== Solicitações ==
[A] Indique se cada afirmação a seguir está de acordo com o texto sobre o Collège de France, respondendo sim ou não e citando literalmente as palavras do texto que o comprovam: (i) o Collège de France foi criado pelo rei Francisco I; (ii) quem assiste às aulas do Collège é submetido a provas e exames; (iii) atualmente o Collège reúne 57 professores.
[B] Prossiga com o texto sobre o Collège de France a partir do ponto em que ele termina.

A aula inaugural de Bourdieu no Collège de France

Marco Buti, ATACAMACHAÇA
Whatsapp
Facebook
Twitter
Instagram
Telegram
image_pdfimage_print

Por AFRÂNIO CATANI*

Comentários sobre o livro “Lições da Aula”, de Pierre Bourdieu.

1.

Em breve o Collège de France irá completar 500 anos.[1] Tendo sido criado em 1530 pelo rei Francisco I, experimentou várias transformações ao longo dos séculos. No momento, reúne 57 professores trabalhando com outros pesquisadores, auxiliares, técnicos e funcionários administrativos. Organizado em cátedras que abarcam um vasto conjunto de disciplinas, o Collège tem ouvintes, não alunos: as pessoas que assistem às aulas e aos cursos não passam por controle de frequência nem por provas e exames.

== Material ==
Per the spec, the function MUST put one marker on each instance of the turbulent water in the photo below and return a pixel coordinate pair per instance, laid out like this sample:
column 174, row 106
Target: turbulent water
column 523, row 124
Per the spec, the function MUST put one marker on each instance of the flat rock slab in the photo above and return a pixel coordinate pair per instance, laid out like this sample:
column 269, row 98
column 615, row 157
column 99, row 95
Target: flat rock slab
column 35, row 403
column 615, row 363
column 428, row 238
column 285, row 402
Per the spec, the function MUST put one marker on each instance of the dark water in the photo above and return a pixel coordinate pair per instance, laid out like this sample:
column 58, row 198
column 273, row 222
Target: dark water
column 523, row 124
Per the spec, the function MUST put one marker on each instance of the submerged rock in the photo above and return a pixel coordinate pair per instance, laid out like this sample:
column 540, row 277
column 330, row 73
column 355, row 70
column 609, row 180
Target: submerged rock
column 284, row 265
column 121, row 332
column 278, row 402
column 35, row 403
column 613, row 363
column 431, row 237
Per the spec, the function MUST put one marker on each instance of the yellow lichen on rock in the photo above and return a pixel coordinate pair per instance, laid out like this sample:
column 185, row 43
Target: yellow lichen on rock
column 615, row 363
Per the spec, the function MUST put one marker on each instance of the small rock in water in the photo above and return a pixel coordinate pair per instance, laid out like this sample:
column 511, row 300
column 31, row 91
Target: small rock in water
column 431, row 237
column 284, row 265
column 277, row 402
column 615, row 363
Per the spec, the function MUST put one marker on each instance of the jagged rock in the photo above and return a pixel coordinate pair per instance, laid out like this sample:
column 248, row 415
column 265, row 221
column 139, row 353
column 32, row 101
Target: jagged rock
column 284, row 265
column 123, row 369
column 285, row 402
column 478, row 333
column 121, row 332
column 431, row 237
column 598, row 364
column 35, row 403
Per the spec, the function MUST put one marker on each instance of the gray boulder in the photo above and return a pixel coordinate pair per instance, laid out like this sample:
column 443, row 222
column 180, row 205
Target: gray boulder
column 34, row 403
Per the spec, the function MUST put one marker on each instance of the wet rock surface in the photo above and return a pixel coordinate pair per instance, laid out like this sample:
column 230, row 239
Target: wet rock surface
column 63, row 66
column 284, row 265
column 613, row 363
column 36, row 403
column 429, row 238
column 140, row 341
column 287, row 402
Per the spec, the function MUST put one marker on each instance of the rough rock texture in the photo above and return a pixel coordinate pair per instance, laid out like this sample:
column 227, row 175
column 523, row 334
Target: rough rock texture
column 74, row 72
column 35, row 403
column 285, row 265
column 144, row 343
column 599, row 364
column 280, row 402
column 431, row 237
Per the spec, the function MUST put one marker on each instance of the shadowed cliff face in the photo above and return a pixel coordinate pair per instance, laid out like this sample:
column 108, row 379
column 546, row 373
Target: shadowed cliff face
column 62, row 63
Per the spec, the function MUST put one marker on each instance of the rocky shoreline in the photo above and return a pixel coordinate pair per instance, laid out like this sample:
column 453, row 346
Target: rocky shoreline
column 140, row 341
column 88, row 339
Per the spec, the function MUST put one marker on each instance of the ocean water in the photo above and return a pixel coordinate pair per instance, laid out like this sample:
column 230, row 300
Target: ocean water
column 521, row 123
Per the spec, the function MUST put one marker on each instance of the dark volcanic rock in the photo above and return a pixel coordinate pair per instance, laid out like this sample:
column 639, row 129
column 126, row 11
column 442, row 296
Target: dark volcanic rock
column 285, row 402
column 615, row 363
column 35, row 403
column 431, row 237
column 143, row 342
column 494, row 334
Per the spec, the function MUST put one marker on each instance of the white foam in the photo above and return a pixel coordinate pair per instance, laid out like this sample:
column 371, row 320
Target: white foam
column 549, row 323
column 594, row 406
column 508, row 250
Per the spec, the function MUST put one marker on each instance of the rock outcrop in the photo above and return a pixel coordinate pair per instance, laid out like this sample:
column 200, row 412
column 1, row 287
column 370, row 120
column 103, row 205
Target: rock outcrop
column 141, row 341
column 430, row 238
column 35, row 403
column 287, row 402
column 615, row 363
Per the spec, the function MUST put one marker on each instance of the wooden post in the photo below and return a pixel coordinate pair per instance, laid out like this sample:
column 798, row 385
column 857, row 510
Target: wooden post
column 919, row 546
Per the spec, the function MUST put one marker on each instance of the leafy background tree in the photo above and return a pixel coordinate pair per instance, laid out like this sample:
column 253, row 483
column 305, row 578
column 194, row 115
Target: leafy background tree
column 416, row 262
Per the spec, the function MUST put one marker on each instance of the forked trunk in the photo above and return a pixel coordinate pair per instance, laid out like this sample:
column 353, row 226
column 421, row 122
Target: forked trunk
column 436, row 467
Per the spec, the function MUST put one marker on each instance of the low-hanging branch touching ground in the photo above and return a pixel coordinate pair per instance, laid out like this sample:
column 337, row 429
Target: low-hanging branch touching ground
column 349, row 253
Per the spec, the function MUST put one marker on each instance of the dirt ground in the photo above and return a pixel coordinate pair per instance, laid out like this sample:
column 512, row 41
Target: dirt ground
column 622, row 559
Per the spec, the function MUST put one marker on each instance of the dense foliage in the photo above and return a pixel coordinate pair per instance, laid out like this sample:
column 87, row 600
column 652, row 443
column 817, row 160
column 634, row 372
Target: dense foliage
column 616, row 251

== Respostas em ordem ==
[A]
(i) Sim: «Tendo sido criado em 1530 pelo rei Francisco I».
(ii) Não: «as pessoas que assistem às aulas e aos cursos não passam por controle de frequência nem por provas e exames».
(iii) Sim: «No momento, reúne 57 professores».

[B]
As aulas funcionam como conferências, não havendo sequer perguntas e, também, sem o diálogo entre ouvintes e professores. Os docentes são senhores de suas escolhas no interior de suas cátedras, possuindo, todavia uma única e rigorosa obrigação: tratar em cada ano de um tema novo. Em 2013 Sérgio Haroche, presidente da Assembléia de Professores do Collège, detalha que a instituição possui uma característica singular: os docentes apresentam “o saber sendo elaborado em todos os domínios, das letras, das ciências, das artes”. Com essa finalidade, cada professor recebe uma bolsa vitalícia de pesquisa e, anualmente, presta contas de suas atividades ministrando 12 aulas.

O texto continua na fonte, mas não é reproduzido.